━━━━━ Exercise data ━━━━━
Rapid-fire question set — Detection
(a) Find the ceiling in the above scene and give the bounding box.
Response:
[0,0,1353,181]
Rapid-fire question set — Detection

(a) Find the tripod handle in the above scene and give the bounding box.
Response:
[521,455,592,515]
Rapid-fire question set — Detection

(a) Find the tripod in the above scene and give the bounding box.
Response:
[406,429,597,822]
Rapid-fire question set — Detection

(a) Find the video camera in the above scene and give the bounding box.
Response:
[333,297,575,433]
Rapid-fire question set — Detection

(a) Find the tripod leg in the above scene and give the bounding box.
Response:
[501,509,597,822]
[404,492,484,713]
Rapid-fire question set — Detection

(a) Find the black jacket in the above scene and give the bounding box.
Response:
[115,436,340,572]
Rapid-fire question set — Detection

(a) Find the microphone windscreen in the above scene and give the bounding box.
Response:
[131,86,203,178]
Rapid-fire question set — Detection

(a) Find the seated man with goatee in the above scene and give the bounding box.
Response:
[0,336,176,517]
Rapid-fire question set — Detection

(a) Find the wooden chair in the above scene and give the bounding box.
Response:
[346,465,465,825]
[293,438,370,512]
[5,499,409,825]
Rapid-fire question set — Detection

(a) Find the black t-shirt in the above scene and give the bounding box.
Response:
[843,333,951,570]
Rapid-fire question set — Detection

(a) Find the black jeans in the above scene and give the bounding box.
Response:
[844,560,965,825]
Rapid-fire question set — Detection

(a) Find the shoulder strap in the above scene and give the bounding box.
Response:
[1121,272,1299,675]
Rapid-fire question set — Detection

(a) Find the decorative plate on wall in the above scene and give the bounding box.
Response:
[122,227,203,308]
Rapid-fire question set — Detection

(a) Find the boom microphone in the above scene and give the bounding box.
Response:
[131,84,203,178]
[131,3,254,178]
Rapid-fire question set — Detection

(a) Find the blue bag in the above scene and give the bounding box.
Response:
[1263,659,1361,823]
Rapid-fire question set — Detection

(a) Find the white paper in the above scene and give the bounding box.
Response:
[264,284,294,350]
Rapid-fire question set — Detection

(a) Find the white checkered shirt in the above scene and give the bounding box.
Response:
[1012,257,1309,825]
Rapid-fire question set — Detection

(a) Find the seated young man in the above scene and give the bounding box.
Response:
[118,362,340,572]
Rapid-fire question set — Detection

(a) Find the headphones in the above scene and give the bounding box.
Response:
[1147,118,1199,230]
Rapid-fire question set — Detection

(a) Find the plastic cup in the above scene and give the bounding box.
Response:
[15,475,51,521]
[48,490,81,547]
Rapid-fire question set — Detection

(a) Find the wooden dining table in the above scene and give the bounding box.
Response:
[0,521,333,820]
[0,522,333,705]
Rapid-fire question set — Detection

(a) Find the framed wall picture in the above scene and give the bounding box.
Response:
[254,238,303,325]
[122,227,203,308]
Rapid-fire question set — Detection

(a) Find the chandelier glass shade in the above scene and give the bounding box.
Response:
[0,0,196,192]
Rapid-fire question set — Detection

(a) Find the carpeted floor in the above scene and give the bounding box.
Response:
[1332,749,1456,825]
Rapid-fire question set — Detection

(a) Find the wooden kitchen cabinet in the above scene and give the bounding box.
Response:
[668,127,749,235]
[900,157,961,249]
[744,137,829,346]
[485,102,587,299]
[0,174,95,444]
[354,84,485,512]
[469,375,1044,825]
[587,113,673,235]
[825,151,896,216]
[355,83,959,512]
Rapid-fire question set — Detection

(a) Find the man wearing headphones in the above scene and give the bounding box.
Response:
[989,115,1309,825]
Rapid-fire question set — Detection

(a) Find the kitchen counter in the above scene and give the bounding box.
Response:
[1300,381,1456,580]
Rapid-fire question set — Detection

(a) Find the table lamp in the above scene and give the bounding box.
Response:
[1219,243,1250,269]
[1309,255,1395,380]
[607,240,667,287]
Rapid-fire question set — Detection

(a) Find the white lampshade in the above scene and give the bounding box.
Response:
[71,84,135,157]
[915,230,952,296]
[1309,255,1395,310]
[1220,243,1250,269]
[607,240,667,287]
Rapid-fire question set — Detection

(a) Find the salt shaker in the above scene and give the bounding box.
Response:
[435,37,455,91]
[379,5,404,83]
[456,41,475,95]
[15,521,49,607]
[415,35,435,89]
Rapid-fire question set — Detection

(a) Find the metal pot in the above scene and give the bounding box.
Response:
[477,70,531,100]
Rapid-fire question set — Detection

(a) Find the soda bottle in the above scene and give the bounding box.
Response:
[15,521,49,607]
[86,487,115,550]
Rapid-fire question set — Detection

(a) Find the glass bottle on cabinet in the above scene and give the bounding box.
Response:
━━━━━
Your goal:
Write every entry out again exactly.

The output:
Rapid-fire question set — Detection
(a) Find the ceiling in the above scene and give the bounding box.
Response:
[0,0,1353,181]
Rapid-fire question set — Detection

(a) Find the tripod handle in the above scene and give the bounding box.
Response:
[521,455,592,515]
Rapid-fire question set — Detection

(a) Find the tripod in the above scene and give the bounding box.
Response:
[406,429,597,822]
Rapid-fire question set — Detection

(a) Find the video camera in the above scene and give the bounding box.
Response:
[333,297,575,433]
Rapid-fire question set — Detection

(a) Find the tripod leg in the above scene and give the bounding box.
Response:
[501,509,597,822]
[404,492,484,713]
Rapid-fire question set — Detection

(a) Find the black jacket in the above scene and give the bounding box.
Response:
[115,436,340,572]
Rapid-fire question set — Detection

(a) Find the microphone windscreen in the above scene and give the bounding box.
Response:
[131,86,203,178]
Rapid-fire question set — Detection

(a) Find the seated man with goatee in the above scene and give the bounding box.
Response:
[0,336,176,517]
Rapid-fire question set — Detection

(a) Find the wooden chair in the above scene and give the bounding box.
Response:
[346,465,465,825]
[293,438,370,512]
[5,499,409,825]
Rapid-fire question set — Detection

(a) Find the black t-shirt in the above scene and give the bounding box.
Response:
[843,333,951,570]
Rapid-fire question set — Detection

(a) Find the black jeans in the above scene and give the bounding box.
Response:
[844,560,965,825]
Rapid-fire question set — Detection

(a) Find the shoulder strap in the above scene and give the bounding box.
Response:
[1121,272,1299,675]
Rapid-fire question set — Detection

(a) Find the decorative plate on wall in the above scene and give the bounding box.
Response:
[122,227,203,308]
Rapid-fire question set — Detection

(a) Find the boom microphone in the above scene and give the bounding box.
Response:
[131,84,203,178]
[131,3,254,178]
Rapid-fire question set — Detection

(a) Find the blue bag in the above scene and give the bounding box.
Response:
[1263,659,1361,823]
Rapid-fire question set — Detection

(a) Find the white paper in the above scene and give the bounding box.
Response:
[264,284,294,350]
Rapid-fire question set — Detection

(a) Find the white checkered shirt in the above scene and give the bounding box.
Response:
[1012,257,1309,825]
Rapid-fire question set — Detection

(a) Find the seated young man in the above scene and give the bounding box.
Response:
[118,362,340,572]
Rapid-fire question set — Detection

(a) Find the headphones in the above scene and give the bounding box.
Response:
[1147,118,1199,230]
Rapid-fire question set — Detection

(a) Find the plastic cup in the above scene and give the bounding box.
Response:
[15,475,51,521]
[48,490,81,547]
Rapid-fire question set — Detection

(a) Find the wooden dining table in the above scene and give the bounding box.
Response:
[0,521,333,820]
[0,522,333,705]
Rapid-fire question set — Detection

(a) Find the framed wall picture in the above scene and give the bounding box.
Response:
[254,238,303,325]
[122,227,203,308]
Rapid-fire question set — Detection

(a) Find the chandelier glass shade in the above scene and give the bounding box.
Response:
[0,0,196,192]
Rapid-fire question set — Detection

(a) Find the carpeted floor in the above scene and give the bounding box.
Response:
[1332,749,1456,825]
Rapid-fire question set — Detection

(a) Find the wooden kitchen cabinet in the above scene and give the bounding box.
Response:
[668,127,749,235]
[900,157,961,249]
[744,137,829,346]
[485,102,587,299]
[0,174,95,444]
[354,84,485,512]
[469,375,1044,825]
[587,113,673,235]
[825,151,896,216]
[355,83,959,512]
Rapid-fire question set — Detection

(a) Find the man wearing headphones in the above scene and give the bounding box.
Response:
[989,115,1309,825]
Rapid-fire question set — Detection

(a) Find the kitchen counter in the above scene and give the bounding box.
Response:
[1300,381,1456,580]
Rapid-fire question set — Detection

(a) Find the table lamp in the above scene and give the bounding box.
Response:
[1219,243,1250,269]
[1309,255,1395,380]
[607,240,667,287]
Rapid-fire question set — Detection

(a) Find the white lampshade in the above scene and give the bounding box.
Response:
[71,84,135,157]
[915,230,952,296]
[1309,255,1395,310]
[1220,243,1250,269]
[607,240,667,287]
Rapid-fire question set — Detection

(a) Find the salt shaker in the above scene and give the bounding box.
Response:
[435,37,455,91]
[379,5,404,83]
[456,41,475,95]
[15,521,49,607]
[415,35,435,89]
Rapid-fire question set — Detection

(a) Find the metal pot in the above scene and give the bounding box.
Response:
[477,70,531,100]
Rapid-fire question set — Detection

(a) Find the soda bottle in the above scene and give the bounding box.
Response:
[15,521,49,607]
[86,487,115,550]
Rapid-fire question set — Detection

(a) Find the glass bottle on cabinet in the above scene and give the bounding box.
Response:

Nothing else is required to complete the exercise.